SHORT PROBLEM:
According to the post about learning to live with mass killings, what is gun control no defense against?

GIVEN TEXT:
START
We are Going to Have to Learn to Live with This

We are Going to Have to Learn to Live with This April 16, 2013

 

We have to learn to live with this.

Aurora, Sandy Hook, the Boston Marathon.

The names are like a slow beat sounding out grief and sorrow.

They don’t cover the “smaller” tragedies and the near tragedies. They also don’t speak of the Amish girls, Columbine, Virginia Tech, Oklahoma City.

We talk about gun control, but gun control is no defense against pressure cookers loaded with ball bearings or rental trucks filled with fertilizer mixed with jet fuel.

In truth, we can not seal ourselves in a room small enough, we can not pass laws limiting enough to be safe. We are dealing with murderous humans. Humans are too smart for us to ever stop them with our prohibitions, metal detectors and regulations. We are like dogs, chasing our own tails with that approach.

Our society, our world, needs conversion.

But before we can even begin that basic task we have to face a single reality: We are going to have to learn to live with this. 

The “this” we must learn to live with is the steady beat of the murderous metronome of casual killing that has become part of the fabric of our lives. Whether the killer of the day is a mass murdering young man with a high-powered weapon, a terrorist with a recipe for mayhem or a serial killer hiding in the shadows, the thing that drives them is always the same. It is, as a reader of this blog said in an unconnected quote, an ability to “not consider the person” who will die.
END
RECORDS SUPPLIED:
START
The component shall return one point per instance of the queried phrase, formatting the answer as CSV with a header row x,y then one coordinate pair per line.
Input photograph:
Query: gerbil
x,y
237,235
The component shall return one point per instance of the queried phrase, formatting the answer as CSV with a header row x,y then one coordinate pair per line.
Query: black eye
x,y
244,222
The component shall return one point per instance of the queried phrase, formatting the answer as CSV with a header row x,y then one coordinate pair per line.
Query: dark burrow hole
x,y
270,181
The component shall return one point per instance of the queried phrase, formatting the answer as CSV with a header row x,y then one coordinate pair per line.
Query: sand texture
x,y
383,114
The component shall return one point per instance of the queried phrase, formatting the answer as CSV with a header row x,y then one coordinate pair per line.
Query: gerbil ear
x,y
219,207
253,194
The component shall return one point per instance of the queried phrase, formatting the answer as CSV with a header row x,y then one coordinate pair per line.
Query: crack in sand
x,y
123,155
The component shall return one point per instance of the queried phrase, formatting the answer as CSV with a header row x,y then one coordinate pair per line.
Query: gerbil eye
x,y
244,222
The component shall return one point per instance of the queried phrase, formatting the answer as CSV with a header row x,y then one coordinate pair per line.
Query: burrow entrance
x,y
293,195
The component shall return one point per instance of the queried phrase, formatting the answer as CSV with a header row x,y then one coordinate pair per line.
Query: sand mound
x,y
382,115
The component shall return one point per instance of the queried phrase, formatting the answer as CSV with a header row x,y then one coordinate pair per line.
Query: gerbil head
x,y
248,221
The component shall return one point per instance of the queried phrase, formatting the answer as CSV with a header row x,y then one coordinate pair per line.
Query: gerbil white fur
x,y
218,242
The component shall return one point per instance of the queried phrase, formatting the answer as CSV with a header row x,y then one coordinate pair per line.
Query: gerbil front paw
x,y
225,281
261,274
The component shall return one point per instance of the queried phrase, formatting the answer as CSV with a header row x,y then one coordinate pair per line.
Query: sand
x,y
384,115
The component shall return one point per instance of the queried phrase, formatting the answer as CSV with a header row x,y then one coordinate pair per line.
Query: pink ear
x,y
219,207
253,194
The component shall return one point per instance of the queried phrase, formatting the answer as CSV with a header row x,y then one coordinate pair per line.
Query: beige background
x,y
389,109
END
REPLY TO THE EXERCISE:
Pressure cookers loaded with ball bearings, or rental trucks filled with fertilizer mixed with jet fuel.